##### Aangeleverd materiaal #####

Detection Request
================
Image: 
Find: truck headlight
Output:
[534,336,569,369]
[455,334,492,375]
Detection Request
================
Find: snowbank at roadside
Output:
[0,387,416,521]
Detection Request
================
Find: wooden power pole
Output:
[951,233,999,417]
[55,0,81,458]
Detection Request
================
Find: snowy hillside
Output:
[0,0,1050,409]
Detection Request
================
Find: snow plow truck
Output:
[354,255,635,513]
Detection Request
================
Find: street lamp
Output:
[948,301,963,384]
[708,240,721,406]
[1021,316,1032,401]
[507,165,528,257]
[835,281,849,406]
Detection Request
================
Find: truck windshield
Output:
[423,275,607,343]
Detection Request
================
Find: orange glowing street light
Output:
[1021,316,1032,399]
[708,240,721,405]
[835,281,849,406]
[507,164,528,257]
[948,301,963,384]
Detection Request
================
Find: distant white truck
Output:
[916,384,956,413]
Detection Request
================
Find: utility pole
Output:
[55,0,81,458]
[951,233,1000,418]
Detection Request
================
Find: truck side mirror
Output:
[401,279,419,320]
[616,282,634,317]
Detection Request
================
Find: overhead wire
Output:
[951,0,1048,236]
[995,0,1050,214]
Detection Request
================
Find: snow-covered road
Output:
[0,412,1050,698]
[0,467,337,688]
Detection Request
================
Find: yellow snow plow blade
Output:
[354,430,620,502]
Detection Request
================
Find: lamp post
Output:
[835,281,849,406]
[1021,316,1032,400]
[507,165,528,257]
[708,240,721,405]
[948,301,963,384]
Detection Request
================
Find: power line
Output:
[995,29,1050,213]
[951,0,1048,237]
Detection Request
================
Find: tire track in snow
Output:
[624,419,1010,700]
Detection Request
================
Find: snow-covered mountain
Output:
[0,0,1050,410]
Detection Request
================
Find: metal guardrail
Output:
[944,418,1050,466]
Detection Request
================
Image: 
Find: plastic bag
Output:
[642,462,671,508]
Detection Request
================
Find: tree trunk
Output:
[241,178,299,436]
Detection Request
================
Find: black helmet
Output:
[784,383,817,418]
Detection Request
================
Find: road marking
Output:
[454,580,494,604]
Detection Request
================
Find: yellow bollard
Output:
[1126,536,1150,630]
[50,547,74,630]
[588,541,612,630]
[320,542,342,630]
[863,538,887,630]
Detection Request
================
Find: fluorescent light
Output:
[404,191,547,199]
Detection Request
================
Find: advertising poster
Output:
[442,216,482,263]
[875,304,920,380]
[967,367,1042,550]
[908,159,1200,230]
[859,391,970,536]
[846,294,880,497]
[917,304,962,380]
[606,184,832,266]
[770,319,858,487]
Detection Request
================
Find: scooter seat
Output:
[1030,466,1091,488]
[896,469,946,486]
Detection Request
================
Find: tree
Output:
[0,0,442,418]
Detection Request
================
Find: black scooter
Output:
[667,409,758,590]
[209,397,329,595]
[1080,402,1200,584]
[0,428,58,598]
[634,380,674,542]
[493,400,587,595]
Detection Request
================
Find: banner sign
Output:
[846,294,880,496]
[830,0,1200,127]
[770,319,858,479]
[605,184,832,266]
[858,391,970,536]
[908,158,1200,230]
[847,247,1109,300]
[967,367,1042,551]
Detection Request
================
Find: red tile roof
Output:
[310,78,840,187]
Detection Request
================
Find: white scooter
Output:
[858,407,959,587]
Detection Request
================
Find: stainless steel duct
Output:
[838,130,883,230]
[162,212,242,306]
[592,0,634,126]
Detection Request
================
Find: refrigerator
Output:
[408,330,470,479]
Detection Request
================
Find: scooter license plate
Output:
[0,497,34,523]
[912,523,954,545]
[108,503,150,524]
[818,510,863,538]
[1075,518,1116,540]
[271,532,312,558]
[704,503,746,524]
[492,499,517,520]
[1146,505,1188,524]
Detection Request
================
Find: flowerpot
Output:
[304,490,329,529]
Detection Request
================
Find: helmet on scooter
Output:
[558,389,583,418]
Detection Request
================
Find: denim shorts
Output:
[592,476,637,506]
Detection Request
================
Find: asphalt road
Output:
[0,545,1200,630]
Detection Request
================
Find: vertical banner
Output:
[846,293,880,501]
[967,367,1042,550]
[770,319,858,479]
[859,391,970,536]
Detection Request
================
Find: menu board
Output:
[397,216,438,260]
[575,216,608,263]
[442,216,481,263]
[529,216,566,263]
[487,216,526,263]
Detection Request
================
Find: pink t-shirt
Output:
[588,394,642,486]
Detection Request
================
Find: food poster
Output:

#####

> _Schriftelijke opdracht_
Kun je alle bovenstaande records regel voor regel ongewijzigd kopiëren?

> _Uitwerking_
Detection Request
================
Image: 
Find: truck headlight
Output:
[534,336,569,369]
[455,334,492,375]
Detection Request
================
Find: snowbank at roadside
Output:
[0,387,416,521]
Detection Request
================
Find: wooden power pole
Output:
[951,233,999,417]
[55,0,81,458]
Detection Request
================
Find: snowy hillside
Output:
[0,0,1050,409]
Detection Request
================
Find: snow plow truck
Output:
[354,255,635,513]
Detection Request
================
Find: street lamp
Output:
[948,301,963,384]
[708,240,721,406]
[1021,316,1032,401]
[507,165,528,257]
[835,281,849,406]
Detection Request
================
Find: truck windshield
Output:
[423,275,607,343]
Detection Request
================
Find: orange glowing street light
Output:
[1021,316,1032,399]
[708,240,721,405]
[835,281,849,406]
[507,164,528,257]
[948,301,963,384]
Detection Request
================
Find: distant white truck
Output:
[916,384,956,413]
Detection Request
================
Find: utility pole
Output:
[55,0,81,458]
[951,233,1000,418]
Detection Request
================
Find: truck side mirror
Output:
[401,279,419,320]
[616,282,634,317]
Detection Request
================
Find: overhead wire
Output:
[951,0,1048,236]
[995,0,1050,214]
Detection Request
================
Find: snow-covered road
Output:
[0,412,1050,698]
[0,467,337,688]
Detection Request
================
Find: yellow snow plow blade
Output:
[354,430,620,502]
Detection Request
================
Find: lamp post
Output:
[835,281,849,406]
[1021,316,1032,400]
[507,165,528,257]
[708,240,721,405]
[948,301,963,384]
Detection Request
================
Find: power line
Output:
[995,29,1050,213]
[951,0,1048,237]
Detection Request
================
Find: tire track in snow
Output:
[624,419,1010,700]
Detection Request
================
Find: snow-covered mountain
Output:
[0,0,1050,410]
Detection Request
================
Find: metal guardrail
Output:
[944,418,1050,466]
Detection Request
================
Image: 
Find: plastic bag
Output:
[642,462,671,508]
Detection Request
================
Find: tree trunk
Output:
[241,178,299,436]
Detection Request
================
Find: black helmet
Output:
[784,383,817,418]
Detection Request
================
Find: road marking
Output:
[454,580,494,604]
Detection Request
================
Find: yellow bollard
Output:
[1126,536,1150,630]
[50,547,74,630]
[588,541,612,630]
[320,542,342,630]
[863,538,887,630]
Detection Request
================
Find: fluorescent light
Output:
[404,191,547,199]
Detection Request
================
Find: advertising poster
Output:
[442,216,482,263]
[875,304,920,380]
[967,367,1042,550]
[908,159,1200,230]
[859,391,970,536]
[846,294,880,497]
[917,304,962,380]
[606,184,832,266]
[770,319,858,487]
Detection Request
================
Find: scooter seat
Output:
[1030,466,1091,488]
[896,469,946,486]
Detection Request
================
Find: tree
Output:
[0,0,442,418]
Detection Request
================
Find: black scooter
Output:
[667,409,758,590]
[209,397,329,595]
[1080,402,1200,584]
[0,428,58,598]
[634,380,674,542]
[493,400,587,595]
Detection Request
================
Find: banner sign
Output:
[846,294,880,496]
[830,0,1200,127]
[770,319,858,479]
[605,184,832,266]
[858,391,970,536]
[908,158,1200,230]
[847,247,1109,300]
[967,367,1042,551]
Detection Request
================
Find: red tile roof
Output:
[310,78,840,187]
Detection Request
================
Find: white scooter
Output:
[858,407,959,587]
Detection Request
================
Find: stainless steel duct
Output:
[838,130,883,230]
[162,212,242,306]
[592,0,634,126]
Detection Request
================
Find: refrigerator
Output:
[408,330,470,479]
Detection Request
================
Find: scooter license plate
Output:
[0,497,34,523]
[912,523,954,545]
[108,503,150,524]
[818,510,863,538]
[1075,518,1116,540]
[271,532,312,558]
[704,503,746,524]
[492,499,517,520]
[1146,505,1188,524]
Detection Request
================
Find: flowerpot
Output:
[304,490,329,529]
Detection Request
================
Find: helmet on scooter
Output:
[558,389,583,418]
Detection Request
================
Find: denim shorts
Output:
[592,476,637,506]
Detection Request
================
Find: asphalt road
Output:
[0,545,1200,630]
Detection Request
================
Find: vertical banner
Output:
[846,293,880,501]
[967,367,1042,550]
[770,319,858,479]
[859,391,970,536]
Detection Request
================
Find: menu board
Output:
[397,216,438,260]
[575,216,608,263]
[442,216,481,263]
[529,216,566,263]
[487,216,526,263]
Detection Request
================
Find: pink t-shirt
Output:
[588,394,642,486]
Detection Request
================
Find: food poster
Output:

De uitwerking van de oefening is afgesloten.